Posted: Sat Jan 17, 2009 4:46 am
by derfy
I wrote a post on this very thing....I am in week three as well. I have forced myself back into life which has been very hard at times but at the end of the day I feel such a since of accomplishment that it makes the next day worth the effort.
One of my posts is called Darkness??? I have been afraid of the dark forever...but now my fear is someone stabbing me....I turn off the light and I can feel them there turn on the light fear is gone. I think my mind can not win anymore by keeping me shut up in my home so it is off on a new path of self distruction.
Sooo...I guess what I saying is that as we work foward I think it is our minds nature to keep us where we are in panic and fear. Keep walking through it and maybe find good in what is happening...there has got to be good. I think self awareness can be great, right. I don't know if this helps,Good Luck.
Posted: Sat Jan 17, 2009 10:12 am
by Guest
I'm just starting week 2 myself... and remember what they said before the group part in session 1 cd--that we may things more difficult right now b/c we are noticing these things in ourselves instead of just dealing with the affects. We're actually noticing ourselves have these feelings. I'd say that, at least, is some progress. =) Stick with it!!

SUPPLIED ENTRIES.
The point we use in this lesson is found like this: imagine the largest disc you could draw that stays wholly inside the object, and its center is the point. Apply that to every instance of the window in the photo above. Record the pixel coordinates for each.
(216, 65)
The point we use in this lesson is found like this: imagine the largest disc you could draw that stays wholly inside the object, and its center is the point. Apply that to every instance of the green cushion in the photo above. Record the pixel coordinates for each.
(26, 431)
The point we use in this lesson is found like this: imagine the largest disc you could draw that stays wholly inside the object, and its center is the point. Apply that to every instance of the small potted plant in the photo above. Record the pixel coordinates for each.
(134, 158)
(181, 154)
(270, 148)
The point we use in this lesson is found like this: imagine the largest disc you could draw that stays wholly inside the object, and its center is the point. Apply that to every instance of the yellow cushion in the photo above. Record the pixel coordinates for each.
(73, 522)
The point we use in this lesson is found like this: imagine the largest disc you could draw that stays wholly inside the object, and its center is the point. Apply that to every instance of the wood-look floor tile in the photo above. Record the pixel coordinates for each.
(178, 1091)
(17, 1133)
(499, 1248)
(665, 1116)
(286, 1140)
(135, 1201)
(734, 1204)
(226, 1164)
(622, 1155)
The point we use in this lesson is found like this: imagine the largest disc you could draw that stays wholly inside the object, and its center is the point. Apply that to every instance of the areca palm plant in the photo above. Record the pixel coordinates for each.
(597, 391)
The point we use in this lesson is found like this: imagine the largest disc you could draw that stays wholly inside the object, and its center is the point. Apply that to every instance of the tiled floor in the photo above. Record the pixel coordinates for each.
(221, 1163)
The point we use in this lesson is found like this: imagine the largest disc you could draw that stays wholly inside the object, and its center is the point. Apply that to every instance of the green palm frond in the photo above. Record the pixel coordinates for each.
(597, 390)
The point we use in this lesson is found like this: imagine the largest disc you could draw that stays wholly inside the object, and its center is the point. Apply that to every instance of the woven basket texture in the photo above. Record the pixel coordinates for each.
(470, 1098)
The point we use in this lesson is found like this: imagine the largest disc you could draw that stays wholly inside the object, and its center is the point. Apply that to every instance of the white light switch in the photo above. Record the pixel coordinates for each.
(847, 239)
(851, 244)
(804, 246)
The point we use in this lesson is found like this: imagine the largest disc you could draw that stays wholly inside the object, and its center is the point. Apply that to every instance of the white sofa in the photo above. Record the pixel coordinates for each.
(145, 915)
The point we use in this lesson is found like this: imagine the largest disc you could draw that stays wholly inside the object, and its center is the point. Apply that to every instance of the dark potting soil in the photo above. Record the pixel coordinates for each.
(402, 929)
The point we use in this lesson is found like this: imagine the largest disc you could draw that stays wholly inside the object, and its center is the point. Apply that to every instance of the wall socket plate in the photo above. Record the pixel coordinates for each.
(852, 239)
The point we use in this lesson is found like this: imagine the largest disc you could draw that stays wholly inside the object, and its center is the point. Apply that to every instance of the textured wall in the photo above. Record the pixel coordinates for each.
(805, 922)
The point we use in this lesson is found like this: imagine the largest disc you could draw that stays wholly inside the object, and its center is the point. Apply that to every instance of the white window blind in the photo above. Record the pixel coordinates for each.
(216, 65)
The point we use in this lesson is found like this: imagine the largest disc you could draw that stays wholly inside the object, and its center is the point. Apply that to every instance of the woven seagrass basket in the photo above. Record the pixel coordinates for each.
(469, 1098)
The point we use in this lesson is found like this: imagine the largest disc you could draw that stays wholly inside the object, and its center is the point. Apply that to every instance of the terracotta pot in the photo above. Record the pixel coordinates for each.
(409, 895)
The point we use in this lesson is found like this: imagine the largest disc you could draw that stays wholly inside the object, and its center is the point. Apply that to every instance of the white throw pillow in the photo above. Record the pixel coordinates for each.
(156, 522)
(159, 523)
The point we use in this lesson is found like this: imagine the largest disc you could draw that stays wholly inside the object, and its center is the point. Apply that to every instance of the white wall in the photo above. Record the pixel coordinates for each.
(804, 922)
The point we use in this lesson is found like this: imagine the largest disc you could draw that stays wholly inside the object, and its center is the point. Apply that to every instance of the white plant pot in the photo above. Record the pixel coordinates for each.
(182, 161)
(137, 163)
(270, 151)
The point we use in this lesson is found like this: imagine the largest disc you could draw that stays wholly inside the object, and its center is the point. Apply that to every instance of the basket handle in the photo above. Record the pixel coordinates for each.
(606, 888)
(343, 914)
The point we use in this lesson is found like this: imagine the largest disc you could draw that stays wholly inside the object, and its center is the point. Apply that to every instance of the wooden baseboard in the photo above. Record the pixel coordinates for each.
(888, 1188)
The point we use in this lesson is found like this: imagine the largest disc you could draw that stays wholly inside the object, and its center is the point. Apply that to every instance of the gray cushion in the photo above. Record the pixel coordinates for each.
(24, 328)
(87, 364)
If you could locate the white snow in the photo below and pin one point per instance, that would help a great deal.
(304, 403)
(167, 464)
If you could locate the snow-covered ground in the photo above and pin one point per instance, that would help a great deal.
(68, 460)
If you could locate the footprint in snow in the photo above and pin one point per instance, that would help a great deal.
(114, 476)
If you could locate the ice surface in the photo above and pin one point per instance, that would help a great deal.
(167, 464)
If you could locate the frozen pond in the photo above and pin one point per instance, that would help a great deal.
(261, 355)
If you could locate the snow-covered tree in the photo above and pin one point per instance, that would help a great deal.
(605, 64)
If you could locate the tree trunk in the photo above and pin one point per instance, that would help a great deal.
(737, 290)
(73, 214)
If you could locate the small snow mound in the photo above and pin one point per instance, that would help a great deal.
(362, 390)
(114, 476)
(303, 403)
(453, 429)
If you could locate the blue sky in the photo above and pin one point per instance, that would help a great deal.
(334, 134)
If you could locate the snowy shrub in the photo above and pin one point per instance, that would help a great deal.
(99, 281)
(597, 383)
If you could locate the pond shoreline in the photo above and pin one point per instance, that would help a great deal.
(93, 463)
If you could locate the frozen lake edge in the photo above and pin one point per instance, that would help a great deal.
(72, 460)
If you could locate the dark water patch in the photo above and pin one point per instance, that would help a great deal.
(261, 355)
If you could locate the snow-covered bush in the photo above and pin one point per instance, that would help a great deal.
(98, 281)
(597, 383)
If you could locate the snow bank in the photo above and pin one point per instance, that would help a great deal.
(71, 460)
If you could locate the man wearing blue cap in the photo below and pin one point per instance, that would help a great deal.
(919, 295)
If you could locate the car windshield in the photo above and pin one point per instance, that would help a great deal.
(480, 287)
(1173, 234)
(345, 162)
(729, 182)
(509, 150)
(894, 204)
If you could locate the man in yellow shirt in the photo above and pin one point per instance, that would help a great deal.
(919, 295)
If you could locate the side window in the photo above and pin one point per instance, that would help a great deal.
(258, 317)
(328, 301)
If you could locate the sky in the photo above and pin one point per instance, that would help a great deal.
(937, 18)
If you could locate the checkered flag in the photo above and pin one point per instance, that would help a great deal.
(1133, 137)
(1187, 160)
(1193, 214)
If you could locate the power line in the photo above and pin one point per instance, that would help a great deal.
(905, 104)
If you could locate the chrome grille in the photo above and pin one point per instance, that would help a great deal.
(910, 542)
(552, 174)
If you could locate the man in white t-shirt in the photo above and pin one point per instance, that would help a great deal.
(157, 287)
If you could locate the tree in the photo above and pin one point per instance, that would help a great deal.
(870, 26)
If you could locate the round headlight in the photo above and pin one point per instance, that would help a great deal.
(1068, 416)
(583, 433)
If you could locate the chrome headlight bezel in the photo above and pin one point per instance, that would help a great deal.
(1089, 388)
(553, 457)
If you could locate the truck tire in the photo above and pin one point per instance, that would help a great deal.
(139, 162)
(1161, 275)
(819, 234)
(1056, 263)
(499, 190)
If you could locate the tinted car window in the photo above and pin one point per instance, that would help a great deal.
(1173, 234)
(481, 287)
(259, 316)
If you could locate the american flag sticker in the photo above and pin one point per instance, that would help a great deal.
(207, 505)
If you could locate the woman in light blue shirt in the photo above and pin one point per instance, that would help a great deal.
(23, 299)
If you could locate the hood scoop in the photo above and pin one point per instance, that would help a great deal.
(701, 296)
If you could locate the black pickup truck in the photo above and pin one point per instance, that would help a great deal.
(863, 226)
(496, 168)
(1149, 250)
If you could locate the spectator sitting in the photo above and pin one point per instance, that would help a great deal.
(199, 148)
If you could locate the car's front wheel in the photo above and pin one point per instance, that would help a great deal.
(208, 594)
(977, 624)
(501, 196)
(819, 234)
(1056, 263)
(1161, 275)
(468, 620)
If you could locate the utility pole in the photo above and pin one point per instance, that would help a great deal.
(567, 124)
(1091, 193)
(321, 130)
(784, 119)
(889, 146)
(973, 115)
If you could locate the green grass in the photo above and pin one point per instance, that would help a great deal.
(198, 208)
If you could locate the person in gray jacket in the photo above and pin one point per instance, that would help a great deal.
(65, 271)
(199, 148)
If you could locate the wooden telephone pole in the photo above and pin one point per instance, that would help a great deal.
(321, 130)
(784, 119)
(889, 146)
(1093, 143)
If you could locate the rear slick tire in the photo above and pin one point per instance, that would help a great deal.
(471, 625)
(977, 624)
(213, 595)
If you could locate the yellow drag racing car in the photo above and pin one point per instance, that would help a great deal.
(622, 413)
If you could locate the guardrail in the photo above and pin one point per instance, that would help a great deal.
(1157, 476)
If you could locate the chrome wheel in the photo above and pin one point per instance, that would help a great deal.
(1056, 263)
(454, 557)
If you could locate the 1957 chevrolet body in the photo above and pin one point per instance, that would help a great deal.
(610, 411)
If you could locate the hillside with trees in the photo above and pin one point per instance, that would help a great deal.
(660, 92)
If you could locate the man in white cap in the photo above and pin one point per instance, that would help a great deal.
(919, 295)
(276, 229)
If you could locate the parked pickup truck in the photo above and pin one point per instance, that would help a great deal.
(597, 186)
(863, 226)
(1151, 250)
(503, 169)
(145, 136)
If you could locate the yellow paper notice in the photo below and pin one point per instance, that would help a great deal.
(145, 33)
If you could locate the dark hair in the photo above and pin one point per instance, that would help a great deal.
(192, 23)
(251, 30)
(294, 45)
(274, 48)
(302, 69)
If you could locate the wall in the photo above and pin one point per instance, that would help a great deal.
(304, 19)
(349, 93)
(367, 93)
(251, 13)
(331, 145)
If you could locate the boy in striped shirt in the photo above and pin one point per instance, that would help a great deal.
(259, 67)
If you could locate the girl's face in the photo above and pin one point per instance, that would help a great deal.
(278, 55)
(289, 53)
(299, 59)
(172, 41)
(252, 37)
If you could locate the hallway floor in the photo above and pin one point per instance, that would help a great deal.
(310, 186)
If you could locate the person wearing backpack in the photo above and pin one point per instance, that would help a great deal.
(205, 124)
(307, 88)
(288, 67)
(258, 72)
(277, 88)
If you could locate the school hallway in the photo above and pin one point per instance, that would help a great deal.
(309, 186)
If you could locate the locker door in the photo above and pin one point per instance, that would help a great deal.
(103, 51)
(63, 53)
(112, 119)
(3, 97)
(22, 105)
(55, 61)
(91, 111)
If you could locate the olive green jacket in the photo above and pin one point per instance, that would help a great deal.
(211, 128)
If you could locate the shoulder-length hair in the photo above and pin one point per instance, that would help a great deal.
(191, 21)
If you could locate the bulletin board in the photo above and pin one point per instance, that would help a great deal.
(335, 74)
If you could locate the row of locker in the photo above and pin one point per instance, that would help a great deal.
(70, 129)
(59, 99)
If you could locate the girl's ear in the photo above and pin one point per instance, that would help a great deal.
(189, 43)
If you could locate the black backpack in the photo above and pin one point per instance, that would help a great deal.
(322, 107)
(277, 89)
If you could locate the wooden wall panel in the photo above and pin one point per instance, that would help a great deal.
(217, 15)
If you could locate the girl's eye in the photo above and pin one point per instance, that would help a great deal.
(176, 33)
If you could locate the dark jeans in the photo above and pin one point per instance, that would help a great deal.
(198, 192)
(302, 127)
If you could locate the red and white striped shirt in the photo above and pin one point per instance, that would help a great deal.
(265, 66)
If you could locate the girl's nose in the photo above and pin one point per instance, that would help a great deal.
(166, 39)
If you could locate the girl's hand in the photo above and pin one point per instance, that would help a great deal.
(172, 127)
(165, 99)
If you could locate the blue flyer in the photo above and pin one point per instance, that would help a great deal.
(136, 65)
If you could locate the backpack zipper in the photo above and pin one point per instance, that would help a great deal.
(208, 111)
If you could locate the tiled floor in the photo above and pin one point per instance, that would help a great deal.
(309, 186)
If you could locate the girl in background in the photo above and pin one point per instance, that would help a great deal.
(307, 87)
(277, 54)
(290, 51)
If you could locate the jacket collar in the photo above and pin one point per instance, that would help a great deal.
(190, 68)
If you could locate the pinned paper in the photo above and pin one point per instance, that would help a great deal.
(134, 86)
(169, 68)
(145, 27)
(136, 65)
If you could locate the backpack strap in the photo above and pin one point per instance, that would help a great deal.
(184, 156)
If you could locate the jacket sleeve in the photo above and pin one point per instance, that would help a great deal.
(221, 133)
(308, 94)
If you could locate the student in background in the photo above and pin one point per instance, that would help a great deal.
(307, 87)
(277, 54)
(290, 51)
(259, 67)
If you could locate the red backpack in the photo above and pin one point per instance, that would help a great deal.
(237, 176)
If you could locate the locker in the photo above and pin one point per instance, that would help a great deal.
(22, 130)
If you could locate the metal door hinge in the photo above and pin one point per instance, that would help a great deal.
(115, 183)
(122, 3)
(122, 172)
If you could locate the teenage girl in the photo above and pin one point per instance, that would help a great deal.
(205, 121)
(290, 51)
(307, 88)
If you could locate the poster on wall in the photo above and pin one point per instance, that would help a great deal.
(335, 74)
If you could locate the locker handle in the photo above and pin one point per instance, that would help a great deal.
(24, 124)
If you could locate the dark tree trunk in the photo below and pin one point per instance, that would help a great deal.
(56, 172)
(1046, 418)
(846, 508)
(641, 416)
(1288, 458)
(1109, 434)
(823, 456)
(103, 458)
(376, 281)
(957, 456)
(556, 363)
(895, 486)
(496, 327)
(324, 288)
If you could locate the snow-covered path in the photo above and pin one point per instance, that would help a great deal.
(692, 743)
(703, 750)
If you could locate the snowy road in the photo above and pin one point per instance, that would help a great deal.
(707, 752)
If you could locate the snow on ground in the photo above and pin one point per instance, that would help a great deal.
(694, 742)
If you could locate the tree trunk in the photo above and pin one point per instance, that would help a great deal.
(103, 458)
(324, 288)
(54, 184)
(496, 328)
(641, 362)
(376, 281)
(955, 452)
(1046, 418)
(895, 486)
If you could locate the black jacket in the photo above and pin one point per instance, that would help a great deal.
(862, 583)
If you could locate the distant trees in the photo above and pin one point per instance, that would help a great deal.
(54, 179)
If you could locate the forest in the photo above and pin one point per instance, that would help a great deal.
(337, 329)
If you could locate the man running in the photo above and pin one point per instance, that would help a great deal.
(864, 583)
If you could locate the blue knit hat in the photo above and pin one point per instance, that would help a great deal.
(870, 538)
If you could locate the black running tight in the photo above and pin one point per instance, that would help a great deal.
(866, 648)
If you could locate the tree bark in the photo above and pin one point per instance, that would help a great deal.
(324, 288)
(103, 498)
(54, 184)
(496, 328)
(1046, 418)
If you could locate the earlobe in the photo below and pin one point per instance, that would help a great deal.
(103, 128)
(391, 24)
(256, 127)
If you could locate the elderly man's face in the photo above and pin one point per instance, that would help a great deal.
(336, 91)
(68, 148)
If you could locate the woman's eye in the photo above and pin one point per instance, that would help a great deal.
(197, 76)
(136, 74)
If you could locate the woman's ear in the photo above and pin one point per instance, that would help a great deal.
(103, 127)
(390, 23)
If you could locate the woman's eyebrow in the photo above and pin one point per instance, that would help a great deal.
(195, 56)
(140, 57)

EXERCISE.
Rewrite the forum posts starting at "Posted: Sat Jan 17, 2009 4:46" and ending at "worth the effort.", putting "week four" in place of "week three".

TASK RESULT.
Posted: Sat Jan 17, 2009 4:46 am
by derfy
I wrote a post on this very thing....I am in week four as well. I have forced myself back into life which has been very hard at times but at the end of the day I feel such a since of accomplishment that it makes the next day worth the effort.